• [Work request]:
Exact copy, no pictures: return only the lines below from the line with "Can you locate the pied" up to and including the line with "Can you locate the bird's head".

• [Records for this task]:
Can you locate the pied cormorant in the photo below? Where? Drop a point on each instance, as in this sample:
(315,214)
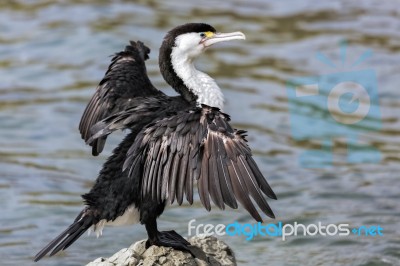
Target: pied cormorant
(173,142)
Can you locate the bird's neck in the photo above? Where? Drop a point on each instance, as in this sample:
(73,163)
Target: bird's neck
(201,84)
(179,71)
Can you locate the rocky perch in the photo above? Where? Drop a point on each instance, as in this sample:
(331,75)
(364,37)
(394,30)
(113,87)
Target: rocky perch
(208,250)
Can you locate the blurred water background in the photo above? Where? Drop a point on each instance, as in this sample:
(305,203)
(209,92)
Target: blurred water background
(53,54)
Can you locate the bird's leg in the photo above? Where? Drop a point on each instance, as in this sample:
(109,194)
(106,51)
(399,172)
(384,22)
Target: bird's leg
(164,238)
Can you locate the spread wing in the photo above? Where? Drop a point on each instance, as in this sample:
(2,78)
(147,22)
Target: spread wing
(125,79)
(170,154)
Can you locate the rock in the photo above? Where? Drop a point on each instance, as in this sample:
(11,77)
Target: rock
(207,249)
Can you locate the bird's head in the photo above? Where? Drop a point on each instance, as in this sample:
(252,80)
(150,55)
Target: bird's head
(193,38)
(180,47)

* * *

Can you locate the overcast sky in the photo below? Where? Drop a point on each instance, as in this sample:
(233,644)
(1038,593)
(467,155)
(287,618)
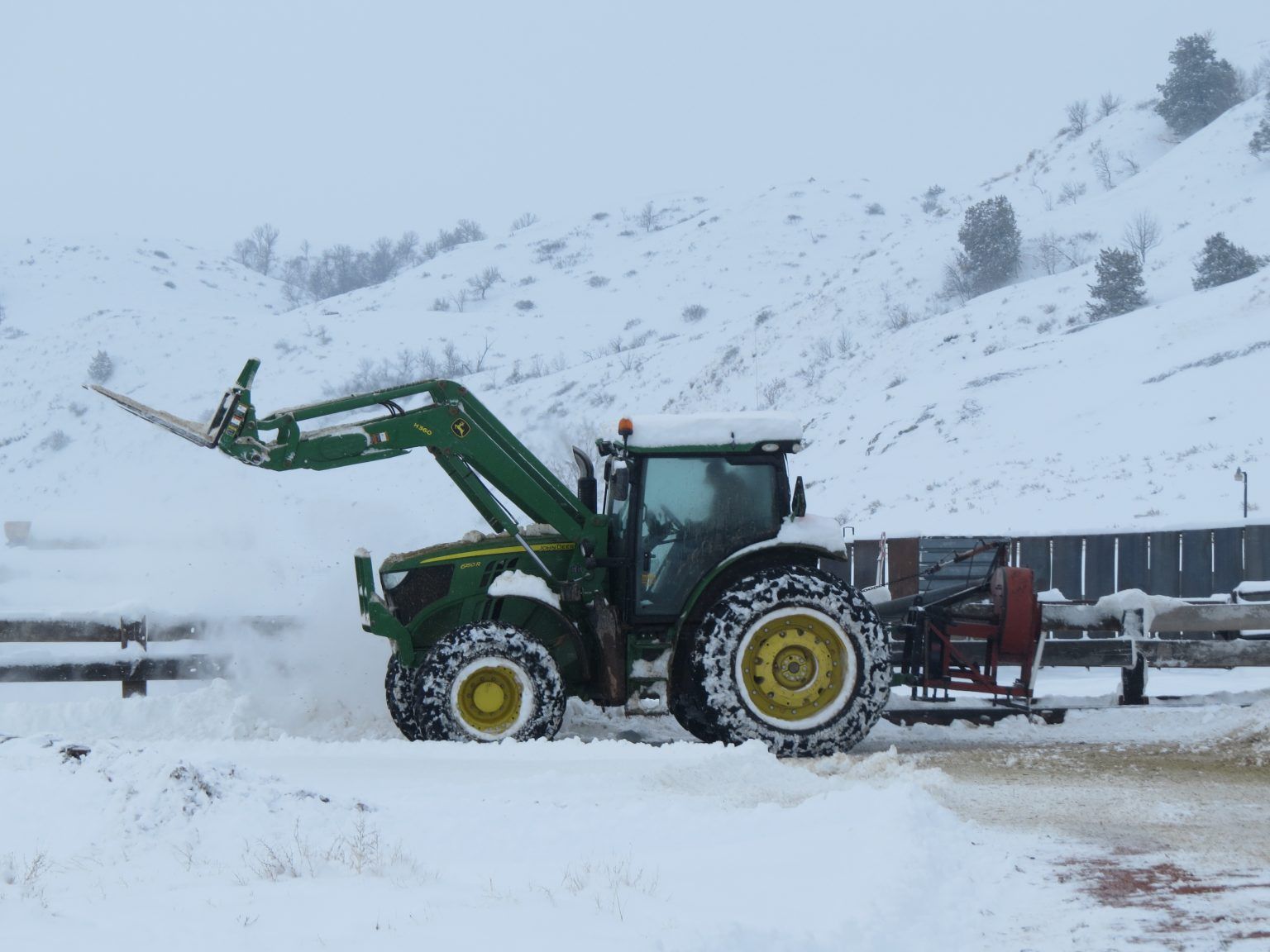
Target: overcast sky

---

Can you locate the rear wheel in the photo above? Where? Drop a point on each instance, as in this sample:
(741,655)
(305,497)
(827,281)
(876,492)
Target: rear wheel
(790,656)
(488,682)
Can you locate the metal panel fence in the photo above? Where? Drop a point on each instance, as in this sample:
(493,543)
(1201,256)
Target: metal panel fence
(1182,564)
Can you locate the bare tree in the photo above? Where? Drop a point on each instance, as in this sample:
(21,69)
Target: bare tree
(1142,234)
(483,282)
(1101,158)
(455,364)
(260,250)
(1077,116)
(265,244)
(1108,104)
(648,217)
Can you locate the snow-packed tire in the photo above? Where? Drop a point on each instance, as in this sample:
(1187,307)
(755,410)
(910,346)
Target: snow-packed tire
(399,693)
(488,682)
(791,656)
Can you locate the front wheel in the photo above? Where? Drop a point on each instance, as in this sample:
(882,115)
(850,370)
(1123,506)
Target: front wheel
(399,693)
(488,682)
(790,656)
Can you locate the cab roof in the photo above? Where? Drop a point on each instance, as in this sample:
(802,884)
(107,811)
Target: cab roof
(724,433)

• [Result]:
Can you locate the pied cormorant in the photo below? Where? Drop a point on each instance, as in this sample:
(315,214)
Target: pied cormorant
(173,142)
Can you locate the bird's neck in the photo above? Where? Drop a point on each instance, as in this sample:
(73,163)
Target: bird's neck
(201,84)
(179,71)
Can you locate the rocky perch in the photo above? Where? Drop a point on each instance, as in this sample:
(331,75)
(364,37)
(394,30)
(113,87)
Target: rocky perch
(208,250)
Can you locate the blurred water background in the photo above? Where? Drop a point on each instance, as in this sample:
(305,203)
(209,92)
Target: blurred water background
(53,54)
Can you locate the bird's leg in the photo above? Where? Drop a point on each instance, as in this sample:
(109,194)
(106,51)
(399,172)
(384,22)
Target: bird's leg
(164,238)
Can you locate the spread wing in the photo above? Where? Drop a point on each instance, as in this sample:
(2,78)
(147,22)
Target: spread wing
(125,79)
(170,154)
Can you locate the rock in the photo above? Where? Drop a point on each instance, as in this sample:
(11,77)
Target: rock
(207,249)
Can you locate the bird's head in the photo above? Where? Drop a point on each instance, as in this sample:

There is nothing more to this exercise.